EXTRACT PROVIDED |
And where is this invitation, to, exactly? With a first reading of this book, the answer might not be clear. Certainly, Kosmicki’s world is a world of complex characters, histories, and situations. But it is also a world of absurdities. This is not to say that his poems are absurd. No, quite the opposite. In fact, in this newest collection from Kosmicki, we find a poet searching to capture the true essence of life by balancing everyday beauty and pure insanity.

In many poems, Kosmicki steps outside the personal narrative to record the voices of others. For instance, in the short and concise work, “Poem an Old Drunk Street Poet Told My Son at the Greyhound Station” (the title is almost as long as the poem itself), the speaker relays words to live by through another’s voice:

He sees the evil
the people who live there do
but pisses on no one.

Certainly, this poem could be seen as a motto for the entire collection, because in many of his works Kosmicki reports, but doesn’t pass judgment. For instance, in “Sacrifice,” the speaker celebrates a man who lived the “life he knew” — a life that encompassed “sleeping in the park/eating out of the trash.” And in “Mailing Out Poems in Benson” a poet records an act of violence:

Mom stomps around the van
from the driver’s side
curses all the way
to slam the door so hard
it could have crushed the girl’s arm in two
and I bet then in a poem
her arm would have broken off like a wing.

However, it’s the more personal poems that truly strike a nerve. For example, in “Skunk Beer” the speaker, while purchasing a six pack, records a memory of buying Pabst when he was younger, “to dull the pain of whatever it was/each one of us knew had to be dulled/but never could explain.” In “Agent Orange” the persona mourns a past friend who “took care of me/drunk slobbering about my dead brother.” And in “I awaken in a group home for the mentally handicapped,” the speaker seemingly finds both religion and reality in the face of a patient who screams “obscenities in my face” and throws “himself to the floor.”

Certainly, many of Kosmicki’s poems are somber in both tone and subject, but I believe that the majority of his works celebrate the daily ordinaries of life, whether they are victories or challenges. In “Peanut Butter,” the speaker sits with his daughter and contemplates “the miracle” of their quiet time with “a jar of Supper Crunch Skippy/and a knife, and smeared/peanut butter all over the bread.”

PROBLEM STATEMENT | Continue the review of Kosmicki's poetry collection, picking up right after its last sentence.

RECORD EXTRACTS |
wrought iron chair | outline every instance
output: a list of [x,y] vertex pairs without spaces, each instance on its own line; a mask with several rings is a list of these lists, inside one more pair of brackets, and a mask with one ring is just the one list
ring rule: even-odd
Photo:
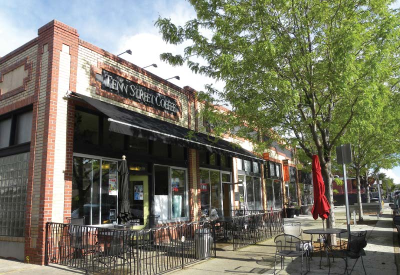
[[[364,269],[364,272],[366,275],[366,268],[364,266],[364,262],[362,260],[362,257],[366,256],[366,252],[364,250],[364,248],[366,246],[366,231],[361,231],[360,232],[352,232],[348,236],[348,239],[347,243],[347,248],[345,250],[334,250],[328,252],[328,256],[329,258],[329,272],[328,274],[330,272],[330,256],[332,256],[334,261],[334,257],[338,257],[342,258],[346,262],[346,268],[344,269],[345,272],[348,274],[351,274],[356,264],[357,263],[359,258],[361,258],[361,262],[362,264],[362,268]],[[348,259],[356,259],[356,262],[353,264],[352,270],[350,273],[348,273]]]
[[275,270],[276,266],[276,256],[280,257],[280,268],[284,268],[284,258],[290,257],[292,258],[294,257],[301,257],[302,267],[300,270],[300,274],[303,274],[303,260],[306,257],[306,274],[310,271],[310,257],[307,257],[307,250],[304,250],[304,247],[302,246],[300,250],[296,248],[296,244],[301,242],[301,240],[298,238],[287,234],[282,234],[275,237],[274,242],[276,245],[276,250],[275,252],[275,260],[274,265],[274,274],[275,274]]
[[[96,238],[94,234],[88,231],[84,226],[84,217],[68,218],[68,234],[70,248],[73,248],[68,258],[72,256],[72,258],[80,260],[87,260],[88,254],[96,252],[100,248]],[[92,237],[92,238],[91,238]]]
[[301,246],[302,246],[304,249],[307,250],[307,256],[312,256],[312,240],[306,240],[303,238],[302,224],[300,222],[284,224],[284,233],[300,238],[300,241],[298,244],[296,244],[296,249],[300,250]]

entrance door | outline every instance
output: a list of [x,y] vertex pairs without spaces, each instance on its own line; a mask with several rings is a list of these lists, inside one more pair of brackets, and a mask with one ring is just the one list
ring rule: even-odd
[[134,229],[144,227],[148,215],[148,176],[130,174],[129,176],[129,201],[132,220],[138,220],[139,226]]

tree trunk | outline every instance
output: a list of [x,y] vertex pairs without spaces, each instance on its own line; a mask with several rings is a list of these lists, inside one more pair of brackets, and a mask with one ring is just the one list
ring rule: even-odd
[[[320,156],[321,163],[321,172],[325,184],[325,196],[330,205],[330,214],[326,220],[326,228],[335,228],[334,207],[334,206],[333,178],[332,167],[330,166],[330,156],[326,158],[328,161]],[[330,234],[330,243],[336,244],[336,234]]]
[[368,183],[368,171],[366,172],[366,202],[370,204],[371,200],[370,196],[370,184]]
[[361,201],[361,182],[360,181],[360,168],[356,168],[356,178],[357,180],[357,202],[360,206],[358,210],[358,220],[361,221],[364,219],[362,217],[362,204]]

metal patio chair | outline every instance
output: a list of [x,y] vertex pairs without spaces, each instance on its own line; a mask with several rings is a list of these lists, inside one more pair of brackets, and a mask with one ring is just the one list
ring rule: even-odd
[[303,262],[306,257],[306,272],[304,274],[306,274],[310,271],[310,257],[307,256],[307,250],[304,250],[303,246],[300,248],[300,250],[298,250],[296,248],[296,244],[302,242],[300,238],[292,235],[284,234],[275,237],[274,241],[276,246],[274,265],[274,274],[276,274],[277,256],[280,257],[281,269],[284,268],[285,258],[290,257],[292,258],[292,260],[294,257],[301,257],[302,267],[300,272],[301,275],[303,274]]
[[296,244],[296,248],[300,250],[302,246],[304,249],[307,250],[307,256],[312,256],[312,240],[304,240],[302,230],[302,224],[300,222],[284,224],[284,233],[288,235],[292,235],[300,239],[300,242]]
[[[366,275],[366,268],[364,266],[364,262],[362,260],[362,257],[366,256],[364,248],[366,246],[366,231],[352,232],[348,236],[347,248],[346,249],[334,250],[328,252],[328,254],[329,260],[329,271],[328,272],[328,274],[330,272],[330,256],[332,256],[334,262],[334,257],[342,258],[344,260],[346,263],[344,271],[346,272],[348,274],[352,274],[358,258],[361,258],[362,268],[364,269],[364,272]],[[347,268],[348,258],[356,259],[356,262],[354,262],[354,264],[353,264],[350,274],[348,273],[348,270]]]

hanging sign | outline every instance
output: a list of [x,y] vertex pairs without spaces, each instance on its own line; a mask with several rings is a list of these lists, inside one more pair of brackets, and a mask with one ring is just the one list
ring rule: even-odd
[[289,160],[282,160],[282,164],[284,166],[284,182],[288,182],[290,180],[289,176]]
[[116,178],[108,179],[108,195],[116,196],[118,190],[116,189]]
[[134,186],[134,200],[143,200],[143,186],[142,185],[136,185],[136,186]]

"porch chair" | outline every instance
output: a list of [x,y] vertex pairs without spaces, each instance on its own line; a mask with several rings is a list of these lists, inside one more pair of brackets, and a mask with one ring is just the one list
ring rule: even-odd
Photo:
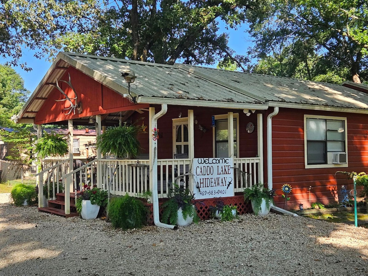
[[[77,169],[79,169],[84,164],[84,162],[81,160],[78,159],[74,160],[73,161],[73,170],[75,170]],[[81,183],[85,181],[86,172],[85,171],[83,172],[83,169],[82,169],[81,179],[81,174],[78,171],[74,174],[75,178],[74,180],[76,181],[77,189],[77,190],[81,190],[82,187],[81,187]],[[73,181],[73,183],[74,183],[74,181]],[[75,187],[74,187],[74,189],[75,188]]]

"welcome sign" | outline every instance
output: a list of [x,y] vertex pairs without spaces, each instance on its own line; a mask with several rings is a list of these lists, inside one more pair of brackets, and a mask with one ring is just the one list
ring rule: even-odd
[[232,158],[194,158],[195,199],[233,196],[233,167]]

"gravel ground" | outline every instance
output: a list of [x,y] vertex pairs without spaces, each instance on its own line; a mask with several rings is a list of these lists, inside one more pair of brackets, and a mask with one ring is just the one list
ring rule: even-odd
[[368,275],[368,229],[248,214],[176,231],[15,207],[0,194],[0,275]]

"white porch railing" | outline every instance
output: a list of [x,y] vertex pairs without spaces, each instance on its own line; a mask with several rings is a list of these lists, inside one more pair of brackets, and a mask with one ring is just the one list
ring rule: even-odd
[[[49,185],[48,187],[50,185],[54,185],[54,185],[60,180],[65,187],[67,177],[72,174],[75,190],[82,188],[84,184],[89,184],[92,186],[97,185],[98,188],[109,190],[112,194],[116,195],[123,195],[127,193],[134,196],[152,191],[148,159],[95,159],[70,173],[68,161],[45,161],[44,166],[49,167],[36,175],[42,178],[40,191],[42,190],[44,183]],[[263,181],[261,162],[261,159],[258,157],[234,159],[234,192],[243,192],[244,188]],[[190,159],[159,159],[157,165],[157,175],[154,177],[157,178],[159,198],[167,197],[174,183],[192,190],[192,163]],[[42,191],[40,192],[42,195]],[[50,196],[53,198],[56,196],[54,194]]]
[[[159,159],[157,163],[158,175],[156,177],[159,198],[167,197],[173,182],[190,188],[192,187],[190,176],[180,176],[189,172],[190,159]],[[110,190],[113,194],[124,195],[127,193],[134,196],[152,191],[148,159],[102,159],[99,161],[98,166],[98,171],[101,172],[98,177],[98,187]]]
[[257,183],[263,182],[263,172],[261,167],[261,159],[234,158],[234,192],[243,192]]
[[[69,172],[69,159],[46,160],[43,162],[43,170],[35,176],[38,177],[38,206],[44,207],[43,187],[47,185],[46,197],[54,199],[59,191],[59,184],[61,181],[63,188],[66,185],[63,177]],[[50,186],[52,188],[50,192]],[[56,188],[56,189],[55,189]]]

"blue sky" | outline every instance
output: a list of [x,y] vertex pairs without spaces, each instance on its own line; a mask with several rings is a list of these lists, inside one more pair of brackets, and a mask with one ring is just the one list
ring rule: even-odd
[[[247,34],[245,32],[248,28],[248,26],[244,25],[237,30],[231,29],[226,30],[223,26],[220,29],[220,33],[229,33],[229,46],[235,51],[237,54],[245,54],[251,44]],[[25,50],[20,60],[20,63],[26,62],[27,66],[32,68],[32,71],[26,72],[19,66],[14,67],[24,80],[25,88],[31,93],[33,92],[38,85],[52,64],[45,60],[36,59],[33,54],[33,52]],[[6,60],[0,58],[0,63],[4,63],[6,61]]]

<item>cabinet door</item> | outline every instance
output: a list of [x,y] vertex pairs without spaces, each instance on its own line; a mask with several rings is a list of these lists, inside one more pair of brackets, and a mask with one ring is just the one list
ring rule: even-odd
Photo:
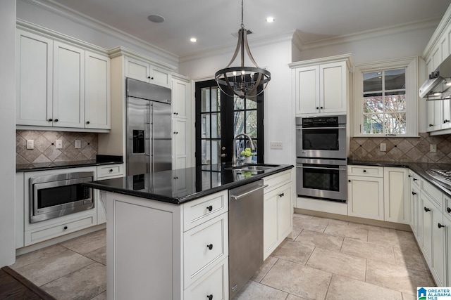
[[383,220],[383,178],[347,176],[349,216]]
[[188,146],[187,145],[187,122],[186,119],[173,119],[173,169],[184,169],[187,167]]
[[294,69],[296,113],[319,112],[319,66]]
[[54,41],[54,126],[85,127],[85,51]]
[[319,104],[321,112],[344,112],[347,109],[347,80],[345,62],[319,66]]
[[408,194],[407,169],[383,168],[384,220],[409,223],[410,202]]
[[17,32],[16,124],[51,126],[53,41]]
[[85,127],[111,129],[110,58],[86,51]]
[[125,58],[125,77],[149,82],[150,64],[132,58]]

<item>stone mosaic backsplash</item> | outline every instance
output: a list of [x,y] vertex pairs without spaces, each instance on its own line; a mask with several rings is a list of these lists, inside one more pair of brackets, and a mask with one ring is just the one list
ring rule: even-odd
[[[34,140],[35,149],[27,149],[27,140]],[[63,141],[61,149],[56,149],[56,140]],[[79,149],[75,147],[75,140],[80,141]],[[98,133],[16,130],[16,163],[22,164],[95,159],[97,141]]]
[[[430,136],[419,133],[419,138],[351,138],[350,157],[352,159],[451,163],[451,135]],[[380,150],[385,143],[386,151]],[[437,152],[431,152],[431,145],[437,145]]]

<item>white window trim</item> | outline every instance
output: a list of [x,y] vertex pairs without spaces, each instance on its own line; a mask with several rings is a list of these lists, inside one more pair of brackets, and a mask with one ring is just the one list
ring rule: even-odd
[[[418,59],[417,56],[356,65],[354,68],[354,137],[418,137]],[[406,69],[406,133],[364,134],[361,133],[364,123],[363,74],[385,70]]]

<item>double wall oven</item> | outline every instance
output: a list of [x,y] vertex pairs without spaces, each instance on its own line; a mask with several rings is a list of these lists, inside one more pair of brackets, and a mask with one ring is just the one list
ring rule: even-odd
[[346,115],[296,118],[298,197],[345,202]]

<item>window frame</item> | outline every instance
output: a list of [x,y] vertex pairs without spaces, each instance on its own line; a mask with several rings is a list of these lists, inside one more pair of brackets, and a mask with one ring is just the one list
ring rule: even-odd
[[[406,79],[406,133],[363,133],[363,74],[364,73],[405,69]],[[393,60],[356,65],[354,72],[354,137],[418,137],[418,57],[407,57]]]

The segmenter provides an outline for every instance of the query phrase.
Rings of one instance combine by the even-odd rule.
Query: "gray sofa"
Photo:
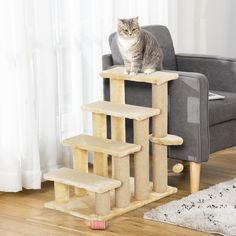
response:
[[[169,133],[184,139],[182,146],[169,148],[169,157],[190,162],[191,192],[197,191],[200,164],[209,153],[236,145],[236,59],[207,55],[175,54],[165,26],[143,27],[159,41],[164,70],[177,71],[179,79],[169,83]],[[187,37],[187,35],[186,35]],[[122,65],[116,34],[109,38],[111,54],[102,58],[103,69]],[[151,106],[151,86],[126,82],[126,103]],[[208,101],[208,91],[225,95]],[[109,100],[109,81],[104,80],[104,99]],[[132,141],[132,122],[126,121],[126,139]]]

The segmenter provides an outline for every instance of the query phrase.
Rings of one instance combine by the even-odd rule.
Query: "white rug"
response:
[[[157,207],[144,219],[236,236],[236,179]]]

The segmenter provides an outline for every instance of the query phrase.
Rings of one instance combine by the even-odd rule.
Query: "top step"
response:
[[[105,193],[121,186],[119,180],[90,173],[81,173],[74,169],[60,168],[44,174],[44,179],[57,183],[84,188],[90,192]]]
[[[125,75],[124,67],[115,67],[109,70],[100,72],[100,76],[103,78],[117,79],[117,80],[129,80],[135,82],[145,82],[156,85],[162,85],[170,80],[178,79],[177,73],[156,71],[150,75],[139,73],[137,75]]]
[[[98,101],[83,105],[82,110],[133,120],[145,120],[160,114],[160,109]]]

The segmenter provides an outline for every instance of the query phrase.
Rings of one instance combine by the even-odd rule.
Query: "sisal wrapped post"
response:
[[[137,200],[149,197],[149,119],[134,120],[134,143],[142,146],[134,154],[134,195]]]
[[[70,200],[70,187],[67,184],[54,182],[55,201],[57,203],[67,203]]]
[[[79,172],[88,173],[88,152],[86,150],[73,148],[73,168]],[[87,191],[75,187],[75,195],[82,197],[87,195]]]
[[[97,215],[108,215],[111,210],[110,191],[95,193],[95,212]]]
[[[125,103],[125,81],[110,79],[111,102]],[[116,141],[125,142],[125,118],[111,117],[111,138]],[[114,160],[112,157],[112,176],[114,177]]]
[[[114,157],[114,178],[122,182],[121,187],[115,189],[116,207],[127,207],[130,203],[130,160],[129,155]]]
[[[99,138],[106,138],[107,125],[106,115],[93,113],[93,135]],[[108,176],[107,156],[95,152],[93,155],[93,172],[96,175]]]
[[[152,118],[152,135],[160,138],[167,135],[168,125],[168,84],[152,85],[152,107],[161,114]],[[152,179],[154,192],[167,191],[168,166],[167,146],[152,143]]]

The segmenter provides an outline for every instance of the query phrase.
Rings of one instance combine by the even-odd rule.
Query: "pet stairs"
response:
[[[109,220],[177,192],[167,185],[167,146],[181,145],[183,139],[167,134],[167,115],[168,81],[177,79],[178,74],[158,71],[129,76],[123,71],[117,67],[100,73],[110,79],[111,101],[82,106],[92,112],[93,136],[81,134],[64,140],[72,148],[74,169],[61,168],[44,175],[55,183],[55,201],[46,203],[47,208],[86,220]],[[152,108],[125,104],[125,80],[152,84]],[[112,139],[106,139],[106,116],[111,116]],[[125,118],[134,122],[134,144],[125,142]],[[153,183],[149,181],[149,141]],[[93,174],[88,173],[88,151],[94,153]],[[108,155],[112,156],[112,178],[108,177]],[[72,198],[69,186],[74,187]]]

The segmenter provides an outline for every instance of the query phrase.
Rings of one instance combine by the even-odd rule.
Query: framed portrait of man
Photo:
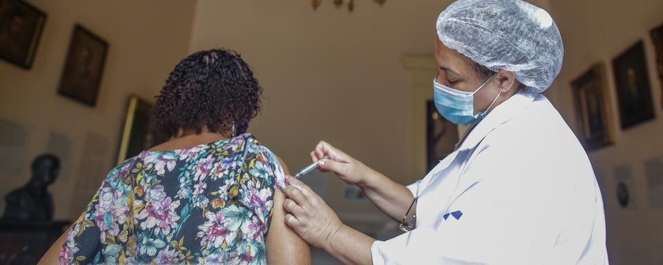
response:
[[[426,102],[426,166],[427,172],[454,151],[458,142],[456,124],[442,117],[433,101]]]
[[[129,97],[117,155],[118,164],[168,140],[154,134],[150,130],[151,115],[151,103],[141,99],[136,95]]]
[[[19,0],[0,0],[0,58],[26,69],[35,60],[46,14]]]
[[[651,85],[641,40],[613,60],[622,128],[654,119]]]
[[[614,143],[605,65],[597,63],[571,82],[576,117],[588,150]]]
[[[95,106],[108,50],[108,43],[106,41],[83,26],[76,25],[58,93]]]
[[[651,30],[651,40],[654,42],[654,51],[656,52],[656,70],[658,79],[663,83],[663,24]],[[663,86],[663,84],[662,84]],[[661,107],[663,107],[663,93],[661,93]]]

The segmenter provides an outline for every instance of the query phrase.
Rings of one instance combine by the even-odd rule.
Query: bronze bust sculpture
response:
[[[5,196],[3,219],[26,221],[53,219],[53,201],[46,188],[59,173],[57,157],[41,155],[32,161],[32,177],[25,186]]]

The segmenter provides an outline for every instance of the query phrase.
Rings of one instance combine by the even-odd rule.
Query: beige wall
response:
[[[606,75],[615,119],[615,145],[590,153],[599,182],[604,184],[606,208],[608,248],[615,264],[663,264],[663,209],[652,209],[648,203],[643,162],[663,155],[663,111],[661,81],[655,72],[654,50],[649,30],[663,23],[663,1],[551,1],[552,14],[559,26],[566,48],[564,67],[549,93],[551,101],[575,129],[575,106],[569,85],[571,80],[597,61],[606,66]],[[627,130],[619,128],[618,108],[613,77],[612,59],[639,39],[644,39],[652,84],[656,118]],[[636,184],[635,210],[619,208],[613,169],[629,164]]]
[[[152,99],[168,73],[189,52],[195,1],[89,1],[29,0],[48,14],[32,68],[25,70],[0,61],[0,118],[29,129],[26,159],[19,175],[1,175],[0,195],[25,183],[32,157],[45,150],[55,131],[73,140],[73,164],[52,188],[56,218],[67,218],[73,174],[82,159],[88,131],[108,138],[104,167],[114,166],[128,96]],[[95,108],[57,94],[74,24],[105,39],[109,52]],[[99,176],[99,181],[104,176]],[[1,208],[4,208],[4,200]],[[82,209],[81,209],[82,210]]]

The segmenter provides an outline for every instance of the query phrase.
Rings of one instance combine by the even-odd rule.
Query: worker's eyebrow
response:
[[[461,75],[461,74],[459,74],[458,72],[456,72],[456,71],[453,70],[453,69],[451,69],[451,68],[448,68],[448,67],[440,66],[440,70],[443,70],[443,71],[445,71],[445,72],[449,72],[453,73],[453,74],[454,74],[454,75]]]

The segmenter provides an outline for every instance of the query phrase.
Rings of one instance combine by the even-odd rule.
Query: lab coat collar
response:
[[[501,124],[525,111],[539,93],[521,90],[510,99],[495,107],[492,111],[474,128],[468,130],[469,135],[461,143],[458,150],[474,148],[490,132]]]

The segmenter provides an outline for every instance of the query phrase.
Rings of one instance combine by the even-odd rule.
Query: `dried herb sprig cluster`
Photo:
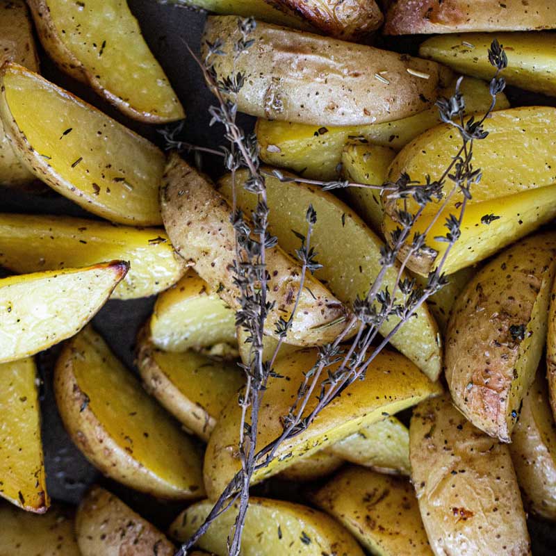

ANSWER SPACE |
While domestic life is a big theme in this collection, nature sometimes takes center stage. “The Dandelion”, for instance, is a sort of ode, a work that celebrates a weed “so tough, the only way to get rid of it/is to poison it heavily/or to get a shovel and dig it out.” However, the poem then goes on to mention that the speaker “looked until I found a woman to marry/who loved dandelions as much as I do.” Another poem, “Migration,” celebrates flying geese by explaining “I read somewhere once about the mechanics of the “V”/how the lead goose takes the brunt of the wind.” Then there’s “Cricket Redux” where the speaker tells us, “They are great singers, those/crickets. They are one great song, one great song of the earth.” Finally, the tiny nondescript little sparrow gets star treatment in “Why I Watch Sparrows,” where Kosmicki relays a list poem that celebrates sparrows’ endurance, especially with these ending lines:

because they think for themselves
because so many other birds are gone from our lives.
because the frogs and toads are disappearing
because they have not ceased to be
because they live wrapped up in the meaning of their lives
because they have witnessed
everything.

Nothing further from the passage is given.